Nenhuma das opções de limpeza do
paladar resultou em maior ou menor capacidade em discriminar as amostras. Os
autores foram diretos em afirmar que “essas observações sugerem fortemente que
qualquer eficácia na limpeza do palato é mais provável devido a um ajuste
mental que nos prepara para focar na próxima amostra do que em qualquer limpeza
física”.
Mesmo assim, Dra. Deliza não
desestimula o uso de produtos para limpar o palato e diz que sua utilização é
fundamental e não pode deixar de ser empregado nos estudos sensoriais, tanto
com avaliadores treinados quanto com consumidores.
“É fundamental pela função que têm
de reestabelecer o mesmo ambiente na boca antes de cada avaliação de amostra,
visando minimizar o efeito que os resíduos possam causar e, dessa forma,
influenciar a percepção do produto.”
A sensação de secura na boca
Frequentemente descrita em café, a
adstringência é uma sensação tátil, gerada pela redução da lubrificação na
boca, que resulta numa sensação de secura. É um atributo difícil de avaliar,
devido às características particulares da sensação.
Pode levar mais de 15 segundos
para se desenvolver completamente e permanecer por cerca de 5 minutos no
paladar. Fica cada vez mais difícil limpar a boca em exposições repetidas e
pode levar à fadiga.
Um limpador de palato, como a água
com gás, elimina ou minimiza o “acúmulo da sensação” durante várias degustações
e, assim, aumentaria a discriminação da adstringência entre as amostras. Outra
opção seria aumentar o intervalo de degustação entre amostras, mas ainda assim
não eliminaria a sensação residual.
Pesquisadores avaliaram
a utilização de diversos limpadores para aumentar a sensibilidade à
adstringência. Os resultados mostraram que o uso de água (mineral sem gás) ou
mesmo nada, como limpador de palato, facilitará a detecção de diferenças
sensoriais de adstringência.
Mas tem que ser água com gás?
Para muitas pessoas do público
geral mesmo ou especialistas não é necessário acompanhamento. Para outros,
beber água comum gelada tem um impacto superior do que água com gás antes ou
depois do café. Outros ainda recomendam água sem gás à temperatura ambiente.
O importante é a qualidade e o pH
da água, que deve estar entre 5,0 e 6,5. Por isso não se recomenda fazer ou
acompanhar o café com qualquer água, já que dificilmente se terá um controle
efetivo sobre essas variáveis. Por exemplo, a concentração de minerais e de
cloro e o pH da água da torneira impactam diretamente no “gosto da água” e,
portanto, interferem no sabor do café.

## Informações fornecidas

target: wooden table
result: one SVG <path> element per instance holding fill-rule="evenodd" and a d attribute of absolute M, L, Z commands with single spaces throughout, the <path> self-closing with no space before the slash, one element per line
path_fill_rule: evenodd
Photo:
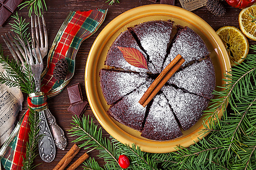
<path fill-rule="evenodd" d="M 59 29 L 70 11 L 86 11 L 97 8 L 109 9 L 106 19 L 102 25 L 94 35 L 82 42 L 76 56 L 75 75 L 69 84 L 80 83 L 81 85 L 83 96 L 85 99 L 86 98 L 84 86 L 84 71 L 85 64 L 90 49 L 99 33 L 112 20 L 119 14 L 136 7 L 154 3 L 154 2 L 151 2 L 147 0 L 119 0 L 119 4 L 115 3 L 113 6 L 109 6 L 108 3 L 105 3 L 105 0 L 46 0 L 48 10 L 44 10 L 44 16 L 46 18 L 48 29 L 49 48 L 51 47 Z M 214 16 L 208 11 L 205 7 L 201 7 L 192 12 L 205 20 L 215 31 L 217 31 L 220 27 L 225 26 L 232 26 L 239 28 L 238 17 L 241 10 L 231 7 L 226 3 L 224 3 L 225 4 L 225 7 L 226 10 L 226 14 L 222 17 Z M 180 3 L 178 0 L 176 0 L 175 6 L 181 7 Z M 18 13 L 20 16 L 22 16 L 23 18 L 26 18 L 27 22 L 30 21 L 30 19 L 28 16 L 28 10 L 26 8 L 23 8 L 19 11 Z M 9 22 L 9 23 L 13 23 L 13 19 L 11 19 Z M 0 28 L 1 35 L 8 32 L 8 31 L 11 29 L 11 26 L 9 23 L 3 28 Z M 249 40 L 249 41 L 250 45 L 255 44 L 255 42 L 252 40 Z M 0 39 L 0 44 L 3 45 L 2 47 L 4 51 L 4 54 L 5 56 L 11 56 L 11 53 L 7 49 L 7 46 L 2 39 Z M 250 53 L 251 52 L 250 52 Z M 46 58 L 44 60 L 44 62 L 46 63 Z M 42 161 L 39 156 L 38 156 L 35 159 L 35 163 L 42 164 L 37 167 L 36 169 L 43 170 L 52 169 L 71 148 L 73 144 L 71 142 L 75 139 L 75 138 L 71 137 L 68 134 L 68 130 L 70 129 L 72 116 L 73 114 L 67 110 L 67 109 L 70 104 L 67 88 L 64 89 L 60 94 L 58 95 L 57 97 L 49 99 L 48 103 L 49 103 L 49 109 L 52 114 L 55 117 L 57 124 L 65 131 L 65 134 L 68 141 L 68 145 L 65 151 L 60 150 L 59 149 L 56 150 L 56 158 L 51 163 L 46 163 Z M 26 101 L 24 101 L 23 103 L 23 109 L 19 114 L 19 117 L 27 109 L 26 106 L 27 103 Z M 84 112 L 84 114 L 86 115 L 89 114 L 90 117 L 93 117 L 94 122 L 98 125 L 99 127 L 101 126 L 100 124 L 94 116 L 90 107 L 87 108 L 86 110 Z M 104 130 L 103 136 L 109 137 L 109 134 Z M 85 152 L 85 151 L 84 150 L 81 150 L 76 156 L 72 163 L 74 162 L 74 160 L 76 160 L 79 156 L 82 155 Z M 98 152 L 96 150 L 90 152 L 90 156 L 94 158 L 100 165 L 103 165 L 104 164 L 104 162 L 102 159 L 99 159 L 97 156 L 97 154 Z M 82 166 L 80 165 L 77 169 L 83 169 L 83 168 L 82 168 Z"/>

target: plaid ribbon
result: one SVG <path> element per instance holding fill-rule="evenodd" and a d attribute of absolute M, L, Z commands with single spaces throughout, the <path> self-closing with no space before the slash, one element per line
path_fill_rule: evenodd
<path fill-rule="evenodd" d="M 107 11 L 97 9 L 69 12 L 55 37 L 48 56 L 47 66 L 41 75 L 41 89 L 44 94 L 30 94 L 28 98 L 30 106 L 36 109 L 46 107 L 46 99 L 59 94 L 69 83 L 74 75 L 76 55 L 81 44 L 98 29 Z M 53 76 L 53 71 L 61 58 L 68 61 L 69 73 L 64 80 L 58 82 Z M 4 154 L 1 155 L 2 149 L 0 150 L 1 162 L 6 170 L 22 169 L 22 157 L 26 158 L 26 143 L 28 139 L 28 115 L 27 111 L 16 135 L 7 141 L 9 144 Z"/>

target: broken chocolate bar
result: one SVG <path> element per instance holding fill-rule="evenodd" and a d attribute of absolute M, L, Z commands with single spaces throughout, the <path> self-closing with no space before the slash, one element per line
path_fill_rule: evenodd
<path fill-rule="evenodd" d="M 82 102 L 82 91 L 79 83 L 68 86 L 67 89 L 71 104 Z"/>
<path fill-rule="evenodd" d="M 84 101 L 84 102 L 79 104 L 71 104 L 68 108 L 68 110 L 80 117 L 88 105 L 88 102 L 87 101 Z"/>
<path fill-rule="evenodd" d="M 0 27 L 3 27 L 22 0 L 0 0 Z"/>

---

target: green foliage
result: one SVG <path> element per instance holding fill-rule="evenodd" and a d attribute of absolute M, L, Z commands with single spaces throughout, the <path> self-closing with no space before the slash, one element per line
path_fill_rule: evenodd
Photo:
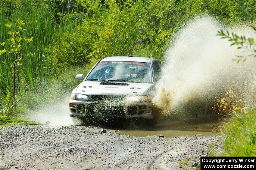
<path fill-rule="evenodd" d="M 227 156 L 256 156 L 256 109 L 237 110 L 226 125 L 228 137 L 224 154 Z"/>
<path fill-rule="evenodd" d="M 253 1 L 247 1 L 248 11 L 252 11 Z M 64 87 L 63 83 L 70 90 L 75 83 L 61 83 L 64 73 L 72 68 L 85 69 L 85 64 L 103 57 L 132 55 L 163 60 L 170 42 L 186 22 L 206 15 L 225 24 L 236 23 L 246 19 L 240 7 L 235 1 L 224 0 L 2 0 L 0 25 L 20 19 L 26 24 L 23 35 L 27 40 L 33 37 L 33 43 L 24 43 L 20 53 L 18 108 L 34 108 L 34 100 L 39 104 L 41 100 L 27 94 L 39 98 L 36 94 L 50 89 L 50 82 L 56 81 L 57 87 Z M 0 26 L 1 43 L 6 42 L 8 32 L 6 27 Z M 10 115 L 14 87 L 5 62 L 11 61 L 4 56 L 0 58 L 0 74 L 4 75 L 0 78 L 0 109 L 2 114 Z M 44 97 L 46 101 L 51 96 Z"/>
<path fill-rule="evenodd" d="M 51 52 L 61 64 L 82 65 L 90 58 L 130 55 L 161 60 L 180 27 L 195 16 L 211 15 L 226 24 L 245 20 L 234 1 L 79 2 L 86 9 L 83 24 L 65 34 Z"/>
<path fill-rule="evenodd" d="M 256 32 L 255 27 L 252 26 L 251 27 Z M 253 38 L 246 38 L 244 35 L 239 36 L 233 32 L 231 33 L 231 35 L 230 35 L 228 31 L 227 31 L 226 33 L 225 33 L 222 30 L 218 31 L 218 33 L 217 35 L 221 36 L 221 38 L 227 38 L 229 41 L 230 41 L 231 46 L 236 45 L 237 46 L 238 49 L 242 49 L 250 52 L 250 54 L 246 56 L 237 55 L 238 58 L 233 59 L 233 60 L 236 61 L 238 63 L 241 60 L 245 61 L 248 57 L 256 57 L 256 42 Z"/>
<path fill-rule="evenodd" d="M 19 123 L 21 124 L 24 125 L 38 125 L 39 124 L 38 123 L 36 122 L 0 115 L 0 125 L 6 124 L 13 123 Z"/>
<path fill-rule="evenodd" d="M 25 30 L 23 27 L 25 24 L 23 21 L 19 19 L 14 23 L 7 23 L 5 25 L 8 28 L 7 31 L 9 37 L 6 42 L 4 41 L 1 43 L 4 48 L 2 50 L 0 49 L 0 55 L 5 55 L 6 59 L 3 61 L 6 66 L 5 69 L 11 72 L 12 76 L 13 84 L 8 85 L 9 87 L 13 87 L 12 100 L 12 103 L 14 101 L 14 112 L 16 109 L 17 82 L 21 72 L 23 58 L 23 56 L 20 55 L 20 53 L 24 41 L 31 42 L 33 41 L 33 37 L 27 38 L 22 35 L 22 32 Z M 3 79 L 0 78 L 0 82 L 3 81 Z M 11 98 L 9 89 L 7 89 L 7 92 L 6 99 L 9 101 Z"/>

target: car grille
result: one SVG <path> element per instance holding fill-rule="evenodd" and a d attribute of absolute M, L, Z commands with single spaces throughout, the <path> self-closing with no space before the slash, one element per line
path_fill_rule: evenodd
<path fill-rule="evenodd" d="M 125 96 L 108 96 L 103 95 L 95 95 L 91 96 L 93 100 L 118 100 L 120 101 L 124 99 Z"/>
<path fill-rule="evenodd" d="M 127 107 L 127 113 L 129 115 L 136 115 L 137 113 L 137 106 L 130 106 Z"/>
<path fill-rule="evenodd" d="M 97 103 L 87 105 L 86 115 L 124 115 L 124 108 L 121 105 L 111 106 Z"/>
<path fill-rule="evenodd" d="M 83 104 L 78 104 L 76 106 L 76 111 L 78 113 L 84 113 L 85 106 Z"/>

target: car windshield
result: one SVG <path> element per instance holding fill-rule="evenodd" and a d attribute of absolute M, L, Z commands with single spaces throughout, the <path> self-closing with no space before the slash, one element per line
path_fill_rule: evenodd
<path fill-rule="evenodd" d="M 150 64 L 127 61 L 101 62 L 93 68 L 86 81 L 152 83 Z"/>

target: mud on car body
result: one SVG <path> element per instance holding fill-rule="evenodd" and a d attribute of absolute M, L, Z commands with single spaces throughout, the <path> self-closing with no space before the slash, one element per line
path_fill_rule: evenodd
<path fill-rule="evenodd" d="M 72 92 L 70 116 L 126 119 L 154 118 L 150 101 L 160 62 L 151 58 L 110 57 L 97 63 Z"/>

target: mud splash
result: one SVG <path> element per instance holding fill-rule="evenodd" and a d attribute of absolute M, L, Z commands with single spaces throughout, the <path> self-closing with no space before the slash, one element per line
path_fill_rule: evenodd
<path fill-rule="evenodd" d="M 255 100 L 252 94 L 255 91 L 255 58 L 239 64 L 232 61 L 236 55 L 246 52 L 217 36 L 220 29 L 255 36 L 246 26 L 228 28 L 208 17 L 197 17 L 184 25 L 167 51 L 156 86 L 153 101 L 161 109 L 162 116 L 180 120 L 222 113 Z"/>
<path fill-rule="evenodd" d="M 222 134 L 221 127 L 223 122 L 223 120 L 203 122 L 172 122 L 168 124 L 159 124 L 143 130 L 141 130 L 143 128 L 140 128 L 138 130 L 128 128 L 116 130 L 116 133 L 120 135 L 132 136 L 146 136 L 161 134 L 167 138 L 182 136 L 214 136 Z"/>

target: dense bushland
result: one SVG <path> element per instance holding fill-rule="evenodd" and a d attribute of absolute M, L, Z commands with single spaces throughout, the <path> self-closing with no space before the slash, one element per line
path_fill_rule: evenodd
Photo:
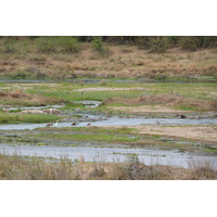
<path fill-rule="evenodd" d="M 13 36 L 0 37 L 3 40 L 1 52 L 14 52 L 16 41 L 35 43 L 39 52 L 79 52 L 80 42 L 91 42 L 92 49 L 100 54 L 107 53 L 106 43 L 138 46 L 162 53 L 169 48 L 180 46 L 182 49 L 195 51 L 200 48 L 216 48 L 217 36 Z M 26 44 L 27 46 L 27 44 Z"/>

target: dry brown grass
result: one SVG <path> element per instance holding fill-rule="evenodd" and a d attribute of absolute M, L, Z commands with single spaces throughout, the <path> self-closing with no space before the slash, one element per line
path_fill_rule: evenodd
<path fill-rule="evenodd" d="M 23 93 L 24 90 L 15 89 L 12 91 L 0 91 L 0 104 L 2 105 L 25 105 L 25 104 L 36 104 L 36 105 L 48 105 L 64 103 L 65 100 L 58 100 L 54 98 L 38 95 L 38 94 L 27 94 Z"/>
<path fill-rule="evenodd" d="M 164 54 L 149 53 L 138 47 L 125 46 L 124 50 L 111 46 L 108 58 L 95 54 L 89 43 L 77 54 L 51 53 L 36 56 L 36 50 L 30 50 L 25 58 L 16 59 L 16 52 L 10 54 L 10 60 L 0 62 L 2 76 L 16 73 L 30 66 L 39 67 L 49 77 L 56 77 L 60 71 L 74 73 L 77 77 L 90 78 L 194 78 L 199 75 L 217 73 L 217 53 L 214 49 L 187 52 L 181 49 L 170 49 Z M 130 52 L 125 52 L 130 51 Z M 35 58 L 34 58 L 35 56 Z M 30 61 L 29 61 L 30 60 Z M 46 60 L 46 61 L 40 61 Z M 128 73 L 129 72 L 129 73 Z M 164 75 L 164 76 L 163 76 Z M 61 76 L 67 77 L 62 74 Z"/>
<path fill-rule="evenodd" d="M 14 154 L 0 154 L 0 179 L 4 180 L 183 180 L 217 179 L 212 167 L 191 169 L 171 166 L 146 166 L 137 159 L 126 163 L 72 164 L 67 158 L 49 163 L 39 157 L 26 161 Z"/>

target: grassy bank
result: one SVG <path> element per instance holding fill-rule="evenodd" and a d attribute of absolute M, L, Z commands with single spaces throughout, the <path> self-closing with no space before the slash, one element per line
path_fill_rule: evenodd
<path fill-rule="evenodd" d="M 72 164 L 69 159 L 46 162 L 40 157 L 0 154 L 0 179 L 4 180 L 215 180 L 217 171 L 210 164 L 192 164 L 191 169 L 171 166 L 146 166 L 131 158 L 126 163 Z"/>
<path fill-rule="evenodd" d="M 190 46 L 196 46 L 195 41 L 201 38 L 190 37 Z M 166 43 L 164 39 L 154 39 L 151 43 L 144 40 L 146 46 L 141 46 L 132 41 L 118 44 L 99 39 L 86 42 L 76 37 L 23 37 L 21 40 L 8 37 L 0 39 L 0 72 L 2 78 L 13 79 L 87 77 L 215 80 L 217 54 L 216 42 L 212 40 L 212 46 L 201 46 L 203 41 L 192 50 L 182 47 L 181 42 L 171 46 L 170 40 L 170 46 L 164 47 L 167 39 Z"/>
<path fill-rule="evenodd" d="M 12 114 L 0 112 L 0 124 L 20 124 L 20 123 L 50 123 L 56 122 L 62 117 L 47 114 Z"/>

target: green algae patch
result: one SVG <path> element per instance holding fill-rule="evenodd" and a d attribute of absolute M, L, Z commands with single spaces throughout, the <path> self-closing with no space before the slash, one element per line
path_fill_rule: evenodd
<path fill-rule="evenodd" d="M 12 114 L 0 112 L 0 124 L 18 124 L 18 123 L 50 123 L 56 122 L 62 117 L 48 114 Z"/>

==

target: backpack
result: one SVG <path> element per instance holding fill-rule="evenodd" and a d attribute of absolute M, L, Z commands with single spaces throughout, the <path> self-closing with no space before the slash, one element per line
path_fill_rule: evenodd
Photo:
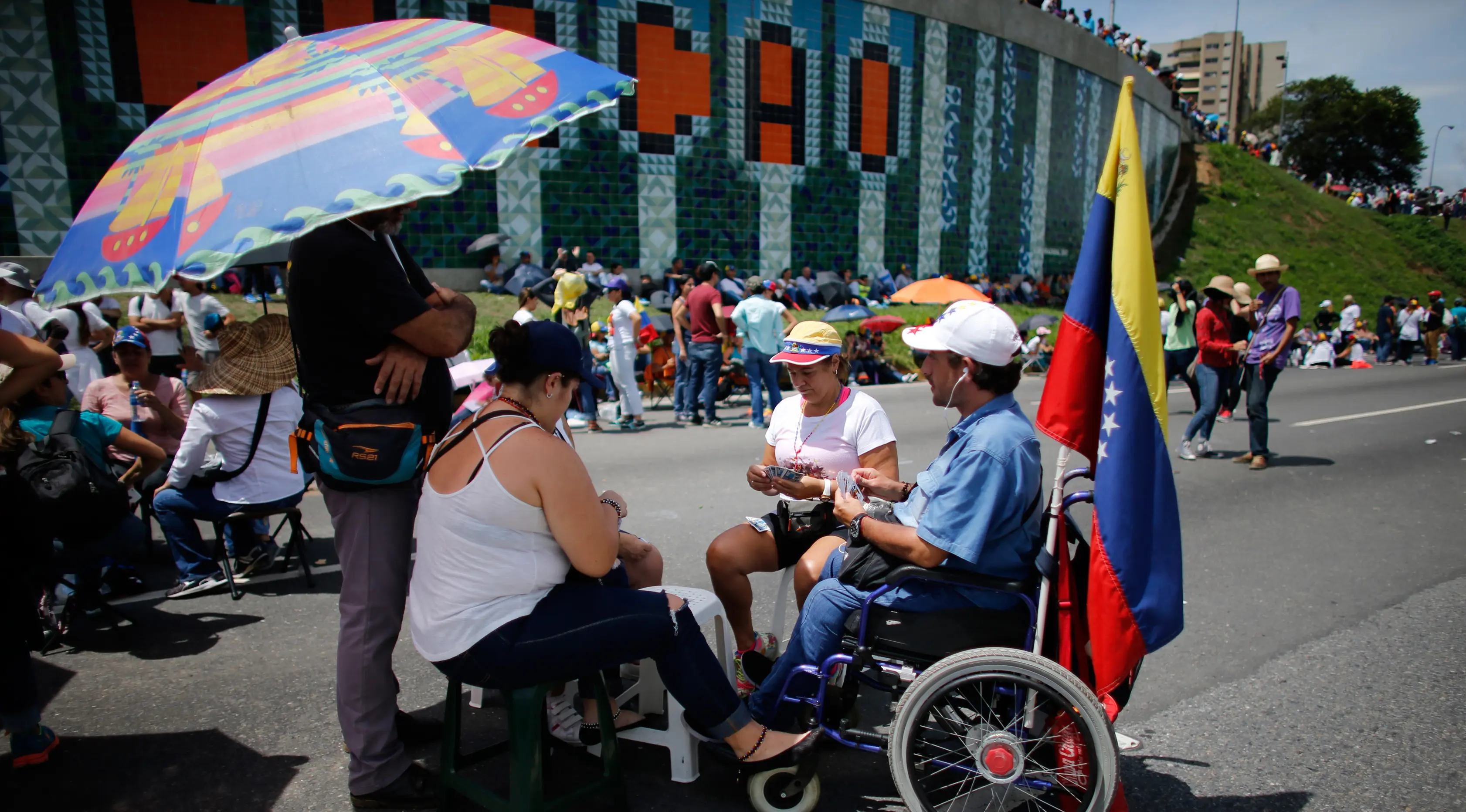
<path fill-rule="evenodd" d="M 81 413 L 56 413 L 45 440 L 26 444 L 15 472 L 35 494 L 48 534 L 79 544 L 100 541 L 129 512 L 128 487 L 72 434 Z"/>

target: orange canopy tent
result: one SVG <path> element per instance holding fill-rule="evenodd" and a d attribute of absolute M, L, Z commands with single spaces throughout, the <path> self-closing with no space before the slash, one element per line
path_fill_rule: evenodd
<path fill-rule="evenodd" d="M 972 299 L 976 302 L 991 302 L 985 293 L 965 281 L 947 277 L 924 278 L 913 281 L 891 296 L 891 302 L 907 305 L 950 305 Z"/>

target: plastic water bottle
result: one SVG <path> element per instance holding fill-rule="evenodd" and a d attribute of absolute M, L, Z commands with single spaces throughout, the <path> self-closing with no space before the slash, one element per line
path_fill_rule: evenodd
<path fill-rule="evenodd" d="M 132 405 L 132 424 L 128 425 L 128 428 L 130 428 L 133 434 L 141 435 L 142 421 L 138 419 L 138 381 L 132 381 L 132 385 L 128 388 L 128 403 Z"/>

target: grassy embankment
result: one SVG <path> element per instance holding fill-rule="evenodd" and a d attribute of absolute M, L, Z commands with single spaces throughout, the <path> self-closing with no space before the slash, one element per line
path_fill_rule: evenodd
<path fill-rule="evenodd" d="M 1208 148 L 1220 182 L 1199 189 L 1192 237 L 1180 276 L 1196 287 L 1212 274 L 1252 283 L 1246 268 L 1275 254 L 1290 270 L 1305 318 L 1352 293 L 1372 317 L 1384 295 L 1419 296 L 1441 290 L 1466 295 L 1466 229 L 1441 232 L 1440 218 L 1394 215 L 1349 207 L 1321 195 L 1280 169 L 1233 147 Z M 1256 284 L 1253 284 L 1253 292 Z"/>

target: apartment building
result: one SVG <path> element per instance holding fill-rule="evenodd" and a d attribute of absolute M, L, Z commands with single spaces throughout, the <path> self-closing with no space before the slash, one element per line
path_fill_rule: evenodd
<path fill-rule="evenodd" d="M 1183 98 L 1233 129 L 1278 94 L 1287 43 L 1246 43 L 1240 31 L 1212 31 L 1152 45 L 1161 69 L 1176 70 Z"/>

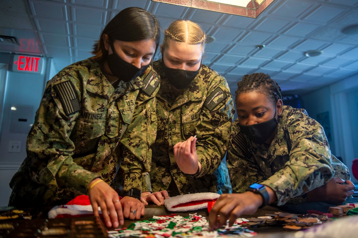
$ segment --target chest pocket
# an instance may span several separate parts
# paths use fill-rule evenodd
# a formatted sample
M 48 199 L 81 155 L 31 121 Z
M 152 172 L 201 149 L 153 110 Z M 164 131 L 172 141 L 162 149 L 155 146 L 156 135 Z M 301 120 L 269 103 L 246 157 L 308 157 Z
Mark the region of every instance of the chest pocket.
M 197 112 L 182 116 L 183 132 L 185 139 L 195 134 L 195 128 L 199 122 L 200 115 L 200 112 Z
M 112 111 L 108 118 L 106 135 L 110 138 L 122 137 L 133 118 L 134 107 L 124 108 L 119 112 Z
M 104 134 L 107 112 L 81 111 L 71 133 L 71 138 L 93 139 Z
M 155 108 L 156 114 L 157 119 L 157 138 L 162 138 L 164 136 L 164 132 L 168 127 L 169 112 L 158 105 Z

## Explore o material
a - Altere o texto sobre limpeza do palato de "Pode levar mais" a "sensoriais de adstringência.", substituindo "limpador de palato" por "neutralizador de palato".
b - Prossiga com o texto sobre limpeza do palato na degustação de café a partir do ponto em que ele termina.
O material não tem relação com o texto selecionado.

## Respostas escritas
a -
Pode levar mais de 15 segundos
para se desenvolver completamente e permanecer por cerca de 5 minutos no
paladar. Fica cada vez mais difícil limpar a boca em exposições repetidas e
pode levar à fadiga.
Um neutralizador de palato, como a água
com gás, elimina ou minimiza o “acúmulo da sensação” durante várias degustações
e, assim, aumentaria a discriminação da adstringência entre as amostras. Outra
opção seria aumentar o intervalo de degustação entre amostras, mas ainda assim
não eliminaria a sensação residual.
Pesquisadores avaliaram
a utilização de diversos limpadores para aumentar a sensibilidade à
adstringência. Os resultados mostraram que o uso de água (mineral sem gás) ou
mesmo nada, como neutralizador de palato, facilitará a detecção de diferenças
sensoriais de adstringência.

b -
A Dra. Deliza explica que o café é
uma bebida ácida, que pode afetar adversamente o estômago e intestino. Por essa
razão, a água com gás alivia a indigestão e a irritação e, ao bebê-la, o
estômago recebe camada de proteção contra a acidez do café. E talvez essa seja
uma razão para as cafeterias oferecerem água com gás.
O refinamento da experiência
Aos poucos, as cafeterias prezam
pelos detalhes que tornam o consumo do café mais refinado.
Dhalton, que também é
sócio-proprietário da cafeteria Aviva Cafés,
diz que vem percebendo que diversas cafeterias servem cafés de baixa qualidade
acompanhados por água gaseificada.
Ele afirma que isso se tornou um
padrão cultural, onde parte dos consumidores associam a qualidade do café
servido no local simplesmente pelo fato de ser acompanhado de água gaseificada,
ou mesmo para o próprio estabelecimento ser melhor conceituado. Em diversas
cafeterias especializadas em cafés de alta qualidade, é servido o café sem ser
acompanhado por água gaseificada, mas sempre está à disposição aos clientes que
solicitarem.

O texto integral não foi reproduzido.